## [TASK GOAL]
Nothing but the lines from the one containing "Annotate the riverbank" to the end of the data should be returned, each exactly as written.

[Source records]

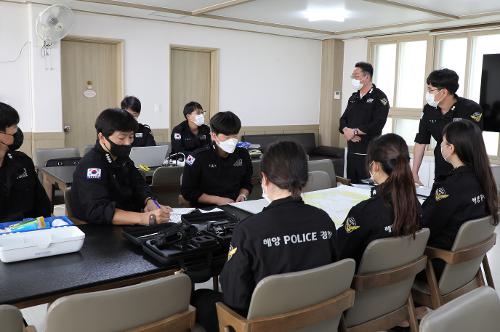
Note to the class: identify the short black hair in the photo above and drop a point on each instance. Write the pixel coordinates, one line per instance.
(115, 119)
(8, 116)
(365, 67)
(285, 165)
(191, 107)
(226, 123)
(131, 102)
(444, 79)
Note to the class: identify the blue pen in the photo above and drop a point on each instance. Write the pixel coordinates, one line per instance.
(156, 203)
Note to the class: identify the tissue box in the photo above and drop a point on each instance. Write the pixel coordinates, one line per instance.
(45, 242)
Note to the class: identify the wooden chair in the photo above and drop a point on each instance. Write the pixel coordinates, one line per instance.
(477, 310)
(152, 306)
(383, 284)
(462, 272)
(312, 300)
(326, 165)
(69, 210)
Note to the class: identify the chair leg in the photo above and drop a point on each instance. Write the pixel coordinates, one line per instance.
(487, 272)
(433, 285)
(412, 318)
(215, 280)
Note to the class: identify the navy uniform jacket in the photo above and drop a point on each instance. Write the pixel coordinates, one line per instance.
(21, 194)
(183, 140)
(433, 122)
(287, 236)
(368, 114)
(367, 221)
(101, 185)
(143, 136)
(454, 199)
(206, 172)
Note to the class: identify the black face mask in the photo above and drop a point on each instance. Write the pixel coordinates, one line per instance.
(119, 151)
(18, 140)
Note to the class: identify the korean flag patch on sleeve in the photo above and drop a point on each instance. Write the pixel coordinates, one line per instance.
(190, 160)
(93, 173)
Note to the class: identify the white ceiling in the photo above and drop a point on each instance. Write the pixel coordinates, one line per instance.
(286, 17)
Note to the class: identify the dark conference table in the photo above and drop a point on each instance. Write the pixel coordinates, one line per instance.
(107, 260)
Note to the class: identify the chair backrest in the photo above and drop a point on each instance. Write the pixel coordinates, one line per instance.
(478, 310)
(42, 155)
(325, 165)
(470, 233)
(121, 308)
(73, 161)
(11, 319)
(383, 255)
(317, 180)
(279, 294)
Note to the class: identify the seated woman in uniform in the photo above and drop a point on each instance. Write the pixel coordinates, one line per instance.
(21, 194)
(394, 210)
(192, 133)
(468, 192)
(143, 134)
(221, 173)
(287, 236)
(107, 188)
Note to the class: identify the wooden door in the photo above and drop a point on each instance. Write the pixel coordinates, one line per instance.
(91, 82)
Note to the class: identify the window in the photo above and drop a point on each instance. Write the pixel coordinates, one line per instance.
(411, 75)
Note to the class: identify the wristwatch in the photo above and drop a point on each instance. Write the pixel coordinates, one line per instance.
(152, 219)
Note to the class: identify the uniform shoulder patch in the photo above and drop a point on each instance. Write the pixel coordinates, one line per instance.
(190, 160)
(440, 194)
(350, 225)
(93, 173)
(232, 251)
(477, 116)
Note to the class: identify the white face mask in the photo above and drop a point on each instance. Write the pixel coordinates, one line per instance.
(430, 98)
(199, 119)
(228, 145)
(356, 84)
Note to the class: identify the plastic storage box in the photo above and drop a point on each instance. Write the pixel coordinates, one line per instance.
(45, 242)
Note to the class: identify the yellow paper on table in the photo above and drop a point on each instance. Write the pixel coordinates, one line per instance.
(336, 201)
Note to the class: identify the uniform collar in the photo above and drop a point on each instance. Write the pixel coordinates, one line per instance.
(282, 201)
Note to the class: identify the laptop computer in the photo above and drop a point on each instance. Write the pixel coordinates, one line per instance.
(151, 156)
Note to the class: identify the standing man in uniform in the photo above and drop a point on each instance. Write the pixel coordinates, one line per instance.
(443, 106)
(221, 173)
(193, 133)
(107, 188)
(143, 134)
(21, 194)
(363, 119)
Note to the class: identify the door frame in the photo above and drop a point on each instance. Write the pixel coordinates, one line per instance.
(214, 77)
(120, 64)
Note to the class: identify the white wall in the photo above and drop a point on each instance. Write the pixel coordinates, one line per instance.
(266, 80)
(355, 50)
(14, 76)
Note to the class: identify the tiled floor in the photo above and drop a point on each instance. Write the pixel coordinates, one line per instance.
(36, 315)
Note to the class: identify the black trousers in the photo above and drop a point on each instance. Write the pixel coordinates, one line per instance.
(356, 168)
(206, 314)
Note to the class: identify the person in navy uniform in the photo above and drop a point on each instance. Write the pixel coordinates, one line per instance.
(193, 133)
(468, 192)
(394, 210)
(107, 188)
(363, 120)
(443, 106)
(287, 236)
(21, 193)
(143, 134)
(220, 173)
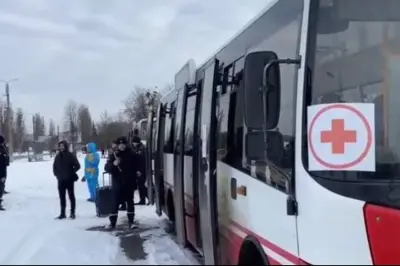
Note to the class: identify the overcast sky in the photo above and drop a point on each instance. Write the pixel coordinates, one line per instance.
(95, 51)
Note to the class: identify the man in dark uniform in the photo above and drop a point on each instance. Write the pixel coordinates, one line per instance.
(4, 163)
(65, 168)
(121, 165)
(139, 150)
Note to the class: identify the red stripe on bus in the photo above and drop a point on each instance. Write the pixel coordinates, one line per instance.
(266, 243)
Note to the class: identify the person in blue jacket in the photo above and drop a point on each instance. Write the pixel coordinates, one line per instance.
(91, 177)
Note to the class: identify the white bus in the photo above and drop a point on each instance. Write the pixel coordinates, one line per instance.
(230, 149)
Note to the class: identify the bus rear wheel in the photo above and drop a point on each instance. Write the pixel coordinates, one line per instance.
(252, 254)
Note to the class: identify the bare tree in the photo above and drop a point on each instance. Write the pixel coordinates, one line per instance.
(19, 129)
(52, 128)
(136, 104)
(38, 126)
(85, 123)
(71, 121)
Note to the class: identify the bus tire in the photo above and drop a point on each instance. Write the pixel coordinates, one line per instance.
(252, 253)
(170, 206)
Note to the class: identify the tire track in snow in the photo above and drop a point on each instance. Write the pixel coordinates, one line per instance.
(30, 244)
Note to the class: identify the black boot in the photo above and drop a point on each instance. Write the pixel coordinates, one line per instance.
(141, 202)
(61, 216)
(110, 227)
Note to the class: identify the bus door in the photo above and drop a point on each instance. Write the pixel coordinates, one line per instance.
(207, 165)
(189, 178)
(149, 157)
(179, 194)
(159, 159)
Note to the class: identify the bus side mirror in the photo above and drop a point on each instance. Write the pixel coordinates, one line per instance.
(262, 90)
(260, 146)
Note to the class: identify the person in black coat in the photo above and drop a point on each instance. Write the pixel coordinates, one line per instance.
(121, 166)
(140, 152)
(65, 168)
(4, 163)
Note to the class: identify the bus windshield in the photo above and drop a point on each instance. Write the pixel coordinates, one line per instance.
(355, 58)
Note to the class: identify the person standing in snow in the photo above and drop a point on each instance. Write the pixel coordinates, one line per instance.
(4, 163)
(121, 166)
(139, 150)
(91, 177)
(65, 168)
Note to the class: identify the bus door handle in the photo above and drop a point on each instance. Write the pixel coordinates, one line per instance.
(235, 190)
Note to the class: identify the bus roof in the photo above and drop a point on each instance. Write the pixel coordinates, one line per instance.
(240, 32)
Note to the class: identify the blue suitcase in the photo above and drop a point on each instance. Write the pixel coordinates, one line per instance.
(104, 198)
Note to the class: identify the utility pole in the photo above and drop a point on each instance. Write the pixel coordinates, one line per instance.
(9, 114)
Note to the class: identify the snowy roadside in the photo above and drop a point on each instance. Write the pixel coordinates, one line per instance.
(33, 237)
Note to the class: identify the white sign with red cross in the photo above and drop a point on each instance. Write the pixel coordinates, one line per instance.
(341, 137)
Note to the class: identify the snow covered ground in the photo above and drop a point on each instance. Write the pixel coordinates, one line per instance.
(30, 235)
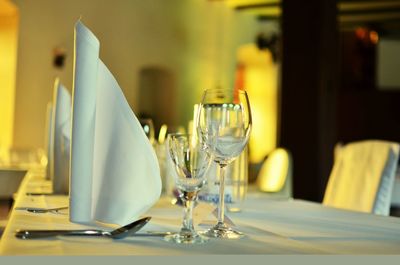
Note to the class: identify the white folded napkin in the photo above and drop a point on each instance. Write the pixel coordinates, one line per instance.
(61, 126)
(115, 176)
(49, 140)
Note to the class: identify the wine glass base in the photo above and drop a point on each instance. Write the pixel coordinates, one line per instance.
(186, 238)
(223, 231)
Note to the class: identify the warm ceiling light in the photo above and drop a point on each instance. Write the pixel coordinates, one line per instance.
(374, 37)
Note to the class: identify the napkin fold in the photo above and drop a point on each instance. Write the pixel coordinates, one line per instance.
(362, 176)
(61, 126)
(114, 176)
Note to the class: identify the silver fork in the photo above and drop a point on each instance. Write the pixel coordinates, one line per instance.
(41, 210)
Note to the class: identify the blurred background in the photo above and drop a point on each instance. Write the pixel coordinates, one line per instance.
(317, 72)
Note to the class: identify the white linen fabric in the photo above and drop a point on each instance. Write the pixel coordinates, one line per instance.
(115, 176)
(271, 227)
(61, 124)
(362, 176)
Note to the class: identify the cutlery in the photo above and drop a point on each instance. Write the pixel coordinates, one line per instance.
(41, 210)
(118, 233)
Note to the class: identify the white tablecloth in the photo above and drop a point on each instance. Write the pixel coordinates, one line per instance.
(271, 227)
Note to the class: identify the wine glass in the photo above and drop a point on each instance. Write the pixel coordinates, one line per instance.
(223, 125)
(191, 162)
(148, 128)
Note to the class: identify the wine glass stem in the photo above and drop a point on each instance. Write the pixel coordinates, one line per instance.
(221, 208)
(188, 214)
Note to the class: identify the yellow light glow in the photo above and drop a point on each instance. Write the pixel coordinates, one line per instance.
(260, 82)
(8, 50)
(274, 171)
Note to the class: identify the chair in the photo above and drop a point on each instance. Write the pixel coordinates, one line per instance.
(275, 176)
(362, 176)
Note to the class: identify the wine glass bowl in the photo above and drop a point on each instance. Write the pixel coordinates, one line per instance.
(191, 162)
(224, 124)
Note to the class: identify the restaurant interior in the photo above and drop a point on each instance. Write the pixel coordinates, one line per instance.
(320, 76)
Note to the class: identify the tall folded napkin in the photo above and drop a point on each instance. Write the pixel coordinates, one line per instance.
(115, 176)
(362, 176)
(61, 126)
(49, 141)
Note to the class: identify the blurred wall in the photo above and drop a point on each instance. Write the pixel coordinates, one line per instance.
(8, 61)
(195, 39)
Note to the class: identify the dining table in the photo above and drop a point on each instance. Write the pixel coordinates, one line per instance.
(271, 225)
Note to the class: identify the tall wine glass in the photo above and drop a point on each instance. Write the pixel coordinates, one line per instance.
(148, 128)
(191, 162)
(223, 124)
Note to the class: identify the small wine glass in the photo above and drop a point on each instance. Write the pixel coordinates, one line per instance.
(148, 128)
(224, 124)
(191, 162)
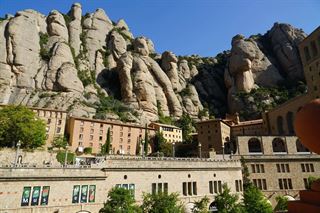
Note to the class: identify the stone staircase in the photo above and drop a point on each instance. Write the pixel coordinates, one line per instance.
(309, 200)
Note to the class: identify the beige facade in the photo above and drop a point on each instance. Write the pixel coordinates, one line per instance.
(55, 121)
(278, 165)
(217, 135)
(125, 138)
(212, 134)
(172, 134)
(192, 179)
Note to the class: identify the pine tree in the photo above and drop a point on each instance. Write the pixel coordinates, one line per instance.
(105, 149)
(146, 140)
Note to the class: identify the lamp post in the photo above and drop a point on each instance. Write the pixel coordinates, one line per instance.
(142, 148)
(173, 149)
(66, 156)
(223, 151)
(17, 152)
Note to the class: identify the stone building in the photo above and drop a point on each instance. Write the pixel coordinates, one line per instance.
(85, 188)
(171, 134)
(125, 138)
(55, 122)
(278, 165)
(218, 135)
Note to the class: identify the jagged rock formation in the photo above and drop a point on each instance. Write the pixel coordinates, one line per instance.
(70, 61)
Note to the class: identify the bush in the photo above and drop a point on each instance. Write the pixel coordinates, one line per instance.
(87, 150)
(61, 156)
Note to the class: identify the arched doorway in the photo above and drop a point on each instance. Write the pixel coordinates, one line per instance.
(213, 207)
(254, 145)
(188, 208)
(289, 119)
(300, 147)
(280, 125)
(279, 146)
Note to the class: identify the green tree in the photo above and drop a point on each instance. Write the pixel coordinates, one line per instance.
(161, 145)
(245, 173)
(227, 202)
(282, 203)
(61, 155)
(201, 206)
(20, 123)
(254, 201)
(120, 200)
(87, 150)
(311, 179)
(161, 203)
(59, 142)
(146, 140)
(105, 149)
(186, 125)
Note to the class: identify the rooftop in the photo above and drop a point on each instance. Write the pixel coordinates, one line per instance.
(109, 122)
(166, 125)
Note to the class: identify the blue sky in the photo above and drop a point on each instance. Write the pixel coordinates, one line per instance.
(203, 27)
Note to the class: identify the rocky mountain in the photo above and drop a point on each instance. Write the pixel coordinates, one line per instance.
(94, 67)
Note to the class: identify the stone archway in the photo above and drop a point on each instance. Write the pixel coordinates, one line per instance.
(188, 207)
(279, 145)
(213, 207)
(254, 145)
(300, 147)
(289, 118)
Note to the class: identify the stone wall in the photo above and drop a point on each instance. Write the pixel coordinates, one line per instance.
(142, 172)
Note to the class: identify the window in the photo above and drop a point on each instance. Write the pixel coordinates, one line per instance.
(257, 168)
(307, 53)
(260, 183)
(189, 188)
(215, 187)
(184, 188)
(35, 199)
(283, 168)
(278, 145)
(238, 185)
(194, 187)
(307, 167)
(285, 183)
(306, 183)
(131, 187)
(254, 145)
(314, 49)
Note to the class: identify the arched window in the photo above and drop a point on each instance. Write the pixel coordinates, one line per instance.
(254, 145)
(278, 145)
(280, 125)
(300, 147)
(290, 122)
(213, 207)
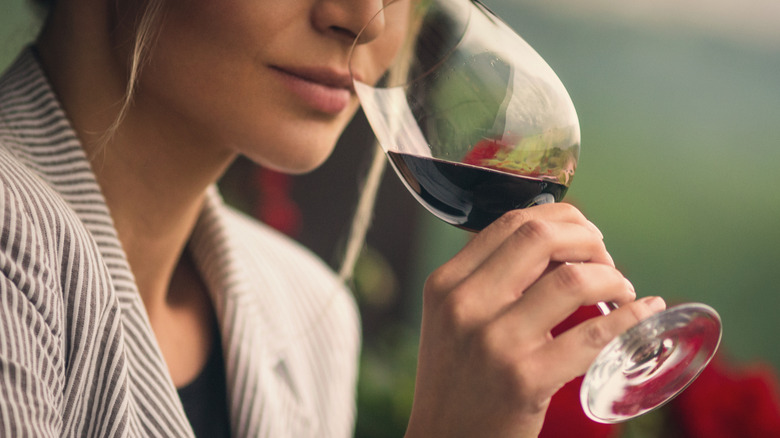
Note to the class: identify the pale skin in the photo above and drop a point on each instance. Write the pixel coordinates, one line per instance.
(212, 90)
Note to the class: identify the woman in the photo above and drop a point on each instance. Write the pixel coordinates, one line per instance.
(132, 297)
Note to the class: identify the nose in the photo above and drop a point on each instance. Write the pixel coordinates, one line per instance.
(346, 19)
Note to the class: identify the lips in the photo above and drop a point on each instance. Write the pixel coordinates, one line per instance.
(324, 90)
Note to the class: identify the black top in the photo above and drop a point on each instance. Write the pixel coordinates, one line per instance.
(205, 398)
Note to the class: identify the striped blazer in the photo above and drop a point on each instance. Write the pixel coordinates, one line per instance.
(77, 354)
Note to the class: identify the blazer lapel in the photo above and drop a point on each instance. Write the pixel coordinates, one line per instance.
(262, 372)
(153, 402)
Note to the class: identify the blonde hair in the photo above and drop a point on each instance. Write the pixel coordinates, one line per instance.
(361, 220)
(146, 31)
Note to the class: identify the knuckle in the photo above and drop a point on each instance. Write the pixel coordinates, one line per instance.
(534, 230)
(437, 281)
(457, 312)
(570, 276)
(639, 311)
(511, 220)
(596, 334)
(570, 209)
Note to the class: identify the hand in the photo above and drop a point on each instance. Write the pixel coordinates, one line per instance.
(488, 364)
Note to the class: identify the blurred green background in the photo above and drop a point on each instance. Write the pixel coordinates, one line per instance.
(680, 114)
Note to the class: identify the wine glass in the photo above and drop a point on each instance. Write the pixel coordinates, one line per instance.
(475, 123)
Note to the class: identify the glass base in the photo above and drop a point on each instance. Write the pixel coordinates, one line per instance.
(651, 363)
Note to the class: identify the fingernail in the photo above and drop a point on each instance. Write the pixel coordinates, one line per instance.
(630, 286)
(596, 229)
(656, 304)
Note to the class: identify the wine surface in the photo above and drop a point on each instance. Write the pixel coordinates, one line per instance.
(467, 196)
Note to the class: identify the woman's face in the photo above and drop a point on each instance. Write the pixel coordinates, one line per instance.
(266, 78)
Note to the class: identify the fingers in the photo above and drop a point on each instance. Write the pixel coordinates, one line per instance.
(485, 243)
(570, 354)
(561, 292)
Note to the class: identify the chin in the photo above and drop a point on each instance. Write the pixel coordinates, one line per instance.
(303, 157)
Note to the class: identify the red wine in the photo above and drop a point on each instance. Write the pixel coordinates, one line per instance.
(467, 196)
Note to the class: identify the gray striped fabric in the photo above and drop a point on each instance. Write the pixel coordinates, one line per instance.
(77, 354)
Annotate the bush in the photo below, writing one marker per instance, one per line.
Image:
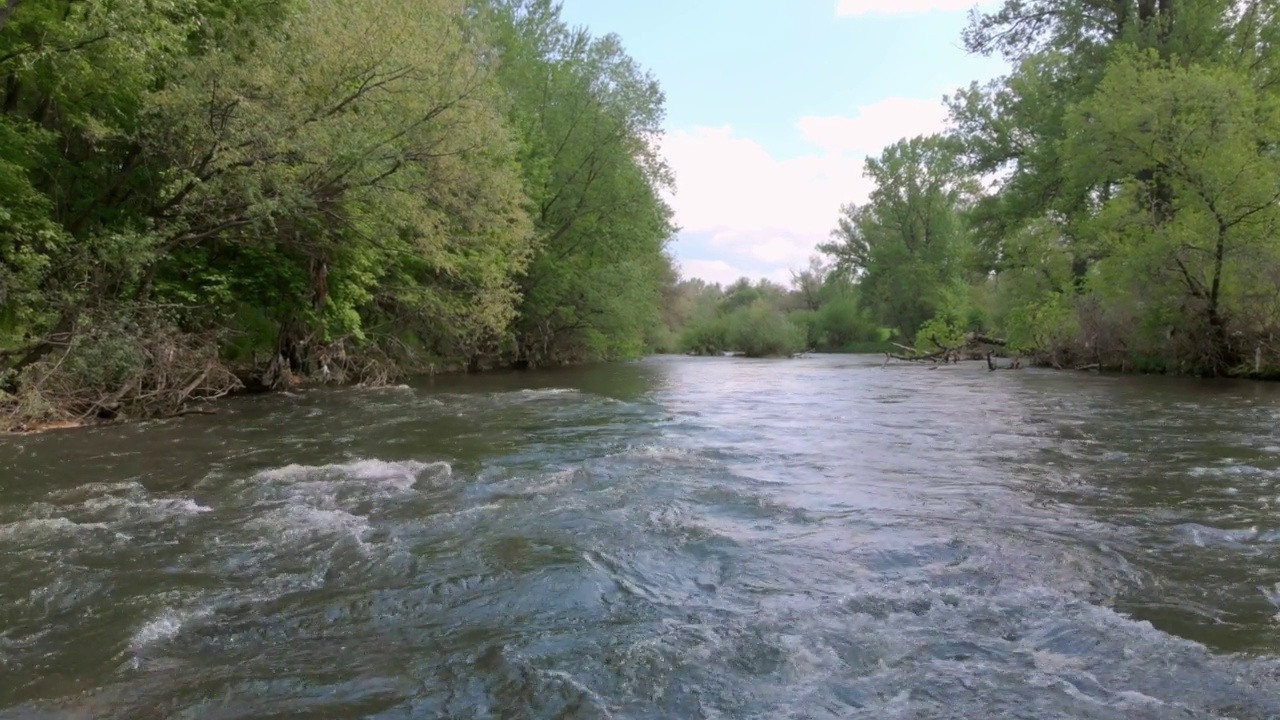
(708, 337)
(841, 323)
(760, 331)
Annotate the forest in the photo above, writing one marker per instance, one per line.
(1111, 203)
(208, 196)
(202, 196)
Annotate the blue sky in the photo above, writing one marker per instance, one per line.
(772, 106)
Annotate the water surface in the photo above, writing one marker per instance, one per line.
(671, 538)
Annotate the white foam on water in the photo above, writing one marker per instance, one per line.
(293, 523)
(400, 474)
(549, 391)
(45, 528)
(164, 627)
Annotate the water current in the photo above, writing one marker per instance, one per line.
(707, 538)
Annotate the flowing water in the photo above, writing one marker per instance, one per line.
(668, 538)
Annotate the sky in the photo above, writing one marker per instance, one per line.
(772, 106)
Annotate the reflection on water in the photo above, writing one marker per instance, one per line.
(668, 538)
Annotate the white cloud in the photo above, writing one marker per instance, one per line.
(712, 270)
(768, 214)
(876, 126)
(853, 8)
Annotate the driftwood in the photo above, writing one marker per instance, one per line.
(970, 349)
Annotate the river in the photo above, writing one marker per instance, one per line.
(676, 537)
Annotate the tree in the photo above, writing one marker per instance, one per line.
(908, 246)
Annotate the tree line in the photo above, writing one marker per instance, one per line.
(818, 310)
(206, 195)
(1111, 201)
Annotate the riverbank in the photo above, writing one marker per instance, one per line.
(839, 541)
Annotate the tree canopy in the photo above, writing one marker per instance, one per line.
(202, 195)
(1112, 200)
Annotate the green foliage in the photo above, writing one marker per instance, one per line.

## [EXERCISE RESPONSE]
Annotate the riverbank in the photo above, writing one marker per instance, one per line.
(839, 541)
Annotate the tree canopy in the photo above, writing one marker per instance, one per line.
(202, 195)
(1112, 200)
Annotate the green foliage in the photo above, writing one marker per instance, one per line.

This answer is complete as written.